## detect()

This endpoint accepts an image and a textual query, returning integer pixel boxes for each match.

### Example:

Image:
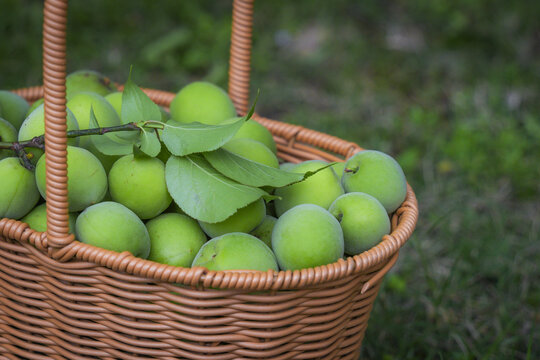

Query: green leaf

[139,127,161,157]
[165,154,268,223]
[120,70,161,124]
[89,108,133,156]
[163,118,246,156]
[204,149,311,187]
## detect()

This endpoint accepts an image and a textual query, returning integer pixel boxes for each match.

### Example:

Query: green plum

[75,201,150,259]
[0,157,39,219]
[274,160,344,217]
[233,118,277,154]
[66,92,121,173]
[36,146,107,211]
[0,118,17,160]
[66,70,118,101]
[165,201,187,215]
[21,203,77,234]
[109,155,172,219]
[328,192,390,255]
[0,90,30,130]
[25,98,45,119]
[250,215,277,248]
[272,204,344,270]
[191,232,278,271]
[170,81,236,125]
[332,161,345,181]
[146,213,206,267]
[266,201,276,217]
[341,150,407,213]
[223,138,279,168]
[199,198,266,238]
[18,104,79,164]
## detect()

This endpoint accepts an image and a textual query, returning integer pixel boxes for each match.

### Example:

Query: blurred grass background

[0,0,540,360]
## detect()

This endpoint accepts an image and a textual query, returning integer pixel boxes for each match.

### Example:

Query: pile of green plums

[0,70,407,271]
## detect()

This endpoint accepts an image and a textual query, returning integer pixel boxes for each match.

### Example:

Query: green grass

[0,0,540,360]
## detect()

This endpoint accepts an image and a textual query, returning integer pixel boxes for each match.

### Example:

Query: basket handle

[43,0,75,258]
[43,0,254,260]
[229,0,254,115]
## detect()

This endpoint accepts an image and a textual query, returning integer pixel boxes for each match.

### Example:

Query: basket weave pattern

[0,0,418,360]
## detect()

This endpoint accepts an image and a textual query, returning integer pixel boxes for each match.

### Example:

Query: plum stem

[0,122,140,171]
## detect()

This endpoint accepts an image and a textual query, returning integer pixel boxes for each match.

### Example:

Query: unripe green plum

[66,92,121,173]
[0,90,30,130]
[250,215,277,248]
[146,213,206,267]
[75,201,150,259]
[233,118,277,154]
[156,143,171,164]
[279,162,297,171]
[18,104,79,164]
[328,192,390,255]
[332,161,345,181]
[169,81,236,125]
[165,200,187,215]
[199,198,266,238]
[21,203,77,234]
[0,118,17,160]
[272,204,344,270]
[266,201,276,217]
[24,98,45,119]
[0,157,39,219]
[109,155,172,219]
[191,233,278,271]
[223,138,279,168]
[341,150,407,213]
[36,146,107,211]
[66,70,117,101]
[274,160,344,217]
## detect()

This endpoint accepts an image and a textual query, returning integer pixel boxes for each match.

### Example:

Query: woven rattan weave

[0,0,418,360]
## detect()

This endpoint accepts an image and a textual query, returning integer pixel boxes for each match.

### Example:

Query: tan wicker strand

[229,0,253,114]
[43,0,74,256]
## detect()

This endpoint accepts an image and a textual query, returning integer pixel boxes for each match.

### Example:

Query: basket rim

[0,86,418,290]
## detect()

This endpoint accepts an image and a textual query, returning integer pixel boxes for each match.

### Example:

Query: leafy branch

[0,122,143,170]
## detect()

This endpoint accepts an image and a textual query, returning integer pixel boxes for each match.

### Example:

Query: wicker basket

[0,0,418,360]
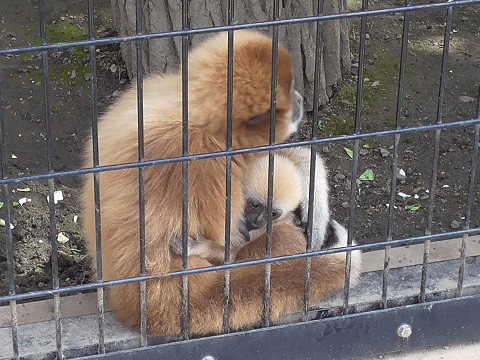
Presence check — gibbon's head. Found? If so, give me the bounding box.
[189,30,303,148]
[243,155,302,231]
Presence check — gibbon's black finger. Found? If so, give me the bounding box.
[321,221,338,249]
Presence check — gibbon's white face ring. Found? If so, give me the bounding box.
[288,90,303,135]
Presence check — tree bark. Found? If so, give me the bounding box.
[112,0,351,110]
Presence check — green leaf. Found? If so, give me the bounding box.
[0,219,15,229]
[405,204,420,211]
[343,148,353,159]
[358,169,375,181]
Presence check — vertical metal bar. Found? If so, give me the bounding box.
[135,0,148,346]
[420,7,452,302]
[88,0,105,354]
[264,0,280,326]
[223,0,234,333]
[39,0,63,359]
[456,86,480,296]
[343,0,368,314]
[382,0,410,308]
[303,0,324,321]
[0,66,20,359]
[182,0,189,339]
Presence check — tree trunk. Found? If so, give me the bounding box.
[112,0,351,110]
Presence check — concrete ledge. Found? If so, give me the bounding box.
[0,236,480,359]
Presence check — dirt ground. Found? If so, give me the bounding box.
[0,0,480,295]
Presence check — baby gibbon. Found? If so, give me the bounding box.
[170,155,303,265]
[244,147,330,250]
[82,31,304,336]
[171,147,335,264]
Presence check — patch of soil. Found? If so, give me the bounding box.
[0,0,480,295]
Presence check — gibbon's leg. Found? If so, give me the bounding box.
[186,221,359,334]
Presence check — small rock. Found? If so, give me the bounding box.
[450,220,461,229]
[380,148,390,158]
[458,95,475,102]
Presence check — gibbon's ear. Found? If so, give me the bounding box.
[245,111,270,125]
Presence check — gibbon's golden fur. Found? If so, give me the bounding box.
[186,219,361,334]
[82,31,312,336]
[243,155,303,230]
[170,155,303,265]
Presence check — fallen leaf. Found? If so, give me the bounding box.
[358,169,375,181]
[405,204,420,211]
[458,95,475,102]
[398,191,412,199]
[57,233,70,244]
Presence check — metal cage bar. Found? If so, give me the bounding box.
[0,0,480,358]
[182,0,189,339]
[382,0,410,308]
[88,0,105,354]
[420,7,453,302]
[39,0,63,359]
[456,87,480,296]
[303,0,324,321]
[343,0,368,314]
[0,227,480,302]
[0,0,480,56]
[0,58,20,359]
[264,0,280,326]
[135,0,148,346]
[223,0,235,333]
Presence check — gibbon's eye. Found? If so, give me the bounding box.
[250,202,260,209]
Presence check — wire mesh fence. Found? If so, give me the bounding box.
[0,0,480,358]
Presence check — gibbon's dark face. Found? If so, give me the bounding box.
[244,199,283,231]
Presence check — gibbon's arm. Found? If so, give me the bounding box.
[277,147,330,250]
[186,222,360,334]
___
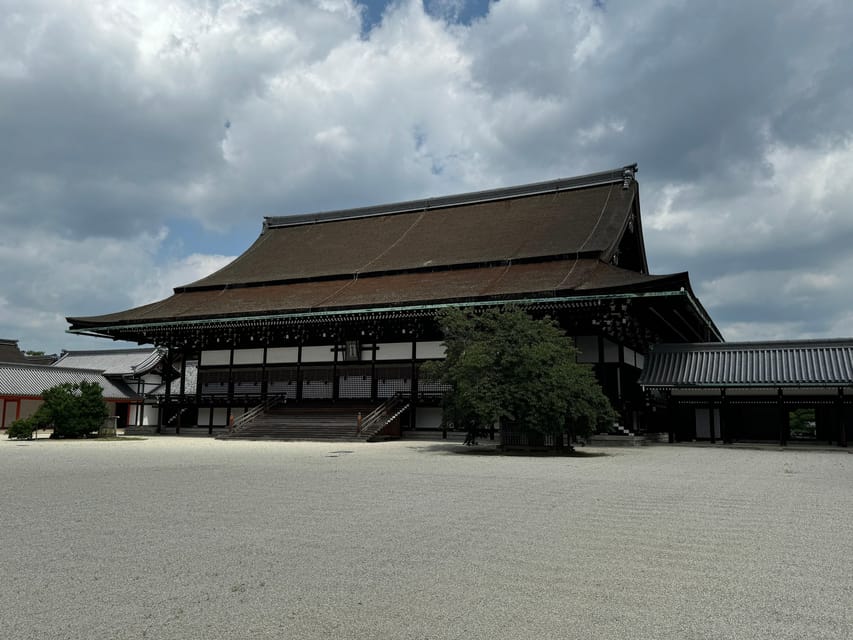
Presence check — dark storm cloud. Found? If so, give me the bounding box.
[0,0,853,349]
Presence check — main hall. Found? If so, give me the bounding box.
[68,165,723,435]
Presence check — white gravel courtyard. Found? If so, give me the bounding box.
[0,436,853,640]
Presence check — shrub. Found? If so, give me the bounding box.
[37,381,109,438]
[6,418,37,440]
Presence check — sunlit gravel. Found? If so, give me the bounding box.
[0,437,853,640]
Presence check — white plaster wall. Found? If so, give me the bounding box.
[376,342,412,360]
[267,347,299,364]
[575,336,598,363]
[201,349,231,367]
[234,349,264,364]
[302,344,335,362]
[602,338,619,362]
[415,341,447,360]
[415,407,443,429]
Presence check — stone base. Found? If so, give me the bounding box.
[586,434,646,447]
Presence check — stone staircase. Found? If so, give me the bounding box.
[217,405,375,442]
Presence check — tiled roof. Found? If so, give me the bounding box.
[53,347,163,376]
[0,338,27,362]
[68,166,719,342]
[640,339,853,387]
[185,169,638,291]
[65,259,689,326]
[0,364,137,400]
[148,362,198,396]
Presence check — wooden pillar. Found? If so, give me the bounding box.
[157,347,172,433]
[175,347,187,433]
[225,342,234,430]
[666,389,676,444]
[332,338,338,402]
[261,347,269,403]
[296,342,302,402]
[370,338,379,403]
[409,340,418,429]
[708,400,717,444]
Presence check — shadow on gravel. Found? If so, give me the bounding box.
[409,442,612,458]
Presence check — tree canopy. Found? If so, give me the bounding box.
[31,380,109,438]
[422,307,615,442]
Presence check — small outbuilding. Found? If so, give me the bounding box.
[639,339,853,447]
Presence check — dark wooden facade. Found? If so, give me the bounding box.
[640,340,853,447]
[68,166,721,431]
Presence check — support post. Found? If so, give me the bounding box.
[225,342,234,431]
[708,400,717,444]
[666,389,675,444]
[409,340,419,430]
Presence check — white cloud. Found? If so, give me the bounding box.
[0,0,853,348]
___
→ **EXERCISE GOAL**: Show each line of the records above that contains the word "face", counting only matches in the same case.

→ **EXERCISE RESPONSE**:
Presence check — gibbon's white face ring. Found? If so, give me the bounding box.
Presence check — gibbon's dark face. Found? If so, give me the bounding box.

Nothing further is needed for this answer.